Extend the passage below on the three business areas SMEs can review to run more efficiently, starting after its final sentence.

**Page extract:**
^^^^^^^^
SMEs should look into these three business areas when evaluating which changes can be made to make your operations more efficient:
Be smart about spending
As a business evolves and grows, it begins to incur certain expenses that may not have been part of its financial outflows during its first few years. Some of these expenses could include subscription costs on software packages and tools, upgraded machinery and equipment, marketing costs, additional professional services such as consultants and legal advisers, and licensing fees. While some of these costs may be imperative to sustaining a business, runaway expenses can begin to add up when they’re not closely monitored.
Cutting unnecessary costs is one of the most essential parts of effective cashflow management. If left unchecked, these hidden costs are like leaks in your ship that cause revenue to slip away unnoticed. Becoming more efficient means plugging these leaks by cutting costs – even if just as a temporary measure, until stability returns.
Now is the time to close unused subscriptions and memberships, review your bank charges, cut back on non-essential travel, reevaluate your office supply budget and go paperless to reduce spending on printing and paper usage.
Unlock your team’s potential
Another key focus area is staffing. In challenging economic times, SME staff members are often pushed to their limits and called upon to go above and beyond to make sure that the business keeps running. While asking staff to increase their efforts may be essential in surviving in the short-term, it can take its toll on the team. In the long run, this could lead to greater levels of absenteeism, low staff morale, reduced productivity and increased human error.
Ultimately, these factors will cut into your profitability over time and decrease how efficiently your business is making use of valuable human capital. The answer is not to cut jobs or wages in a panic. More effective measures could be to implement flexible scheduling – to meet employee needs while ensuring that the business keeps running during peak periods.
SMEs could also look into upskilling programmes that train employees on how to handle multiple tasks or roles within the business. Cross-training enhances flexibility, reduces reliance on specific individuals, and enables smoother workflow transitions during periods of high demand or staff shortages. This has the added benefit of helping employees to grow within their roles and advance their careers.
^^^^^^^^
**Source data:**
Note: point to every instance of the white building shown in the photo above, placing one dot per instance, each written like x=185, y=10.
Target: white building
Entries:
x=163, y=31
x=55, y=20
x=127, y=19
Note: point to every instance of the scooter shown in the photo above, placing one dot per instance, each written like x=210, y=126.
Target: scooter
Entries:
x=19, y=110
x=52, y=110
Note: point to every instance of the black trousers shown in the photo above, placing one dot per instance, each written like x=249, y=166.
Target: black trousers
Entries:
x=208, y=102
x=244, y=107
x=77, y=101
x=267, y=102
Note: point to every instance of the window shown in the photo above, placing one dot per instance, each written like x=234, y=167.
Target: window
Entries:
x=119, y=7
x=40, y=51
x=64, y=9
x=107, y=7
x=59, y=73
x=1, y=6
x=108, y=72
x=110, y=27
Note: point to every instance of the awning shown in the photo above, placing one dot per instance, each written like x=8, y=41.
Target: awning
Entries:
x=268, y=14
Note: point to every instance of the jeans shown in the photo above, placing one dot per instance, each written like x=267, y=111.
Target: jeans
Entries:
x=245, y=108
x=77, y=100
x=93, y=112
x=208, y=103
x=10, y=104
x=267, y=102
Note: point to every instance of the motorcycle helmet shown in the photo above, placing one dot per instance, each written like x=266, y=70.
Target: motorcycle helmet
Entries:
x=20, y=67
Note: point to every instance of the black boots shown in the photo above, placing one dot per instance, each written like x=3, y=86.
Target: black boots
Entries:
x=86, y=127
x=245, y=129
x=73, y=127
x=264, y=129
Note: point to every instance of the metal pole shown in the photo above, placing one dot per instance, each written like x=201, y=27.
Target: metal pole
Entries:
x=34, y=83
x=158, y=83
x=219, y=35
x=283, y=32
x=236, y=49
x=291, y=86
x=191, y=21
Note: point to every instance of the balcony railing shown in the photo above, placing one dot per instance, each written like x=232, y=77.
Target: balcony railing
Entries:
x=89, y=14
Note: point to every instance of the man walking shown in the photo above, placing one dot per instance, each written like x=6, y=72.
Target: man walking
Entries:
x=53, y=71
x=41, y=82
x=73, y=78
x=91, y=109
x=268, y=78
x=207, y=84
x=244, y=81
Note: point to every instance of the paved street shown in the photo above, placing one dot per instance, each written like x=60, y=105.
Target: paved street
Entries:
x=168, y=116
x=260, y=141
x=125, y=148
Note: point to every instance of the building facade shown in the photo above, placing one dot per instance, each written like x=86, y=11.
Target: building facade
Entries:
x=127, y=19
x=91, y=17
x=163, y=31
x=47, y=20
^^^^^^^^
**Result:**
Optimise your processes
In tough times, it’s also useful to evaluate the efficiency of processes. For example, inefficiencies in the way that inventory is managed and stored could cause wasted space in a warehouse. Likewise, if the SME’s raw material ordering system is not optimised, it could lead to materials expiring.
To guard against these types of inefficiencies, SMEs need to review their processes from end-to-end, to reduce waste and make sure that the protocols that are in place account for everything the business needs in the most efficient way possible.
You could start by documenting existing processes to gain a clear understanding of how tasks are currently being performed. Use flowcharts or diagrams to visualise workflows and identify potential areas for improvement. Working with an expert business advisor or turnaround specialist from programmes such as the BPI Technical Assistance programme can also help identify areas of improvement in small businesses.
The review could also include identifying bottlenecks where work is slowed down or resources are underutilised. These bottlenecks often represent opportunities for streamlining or automation.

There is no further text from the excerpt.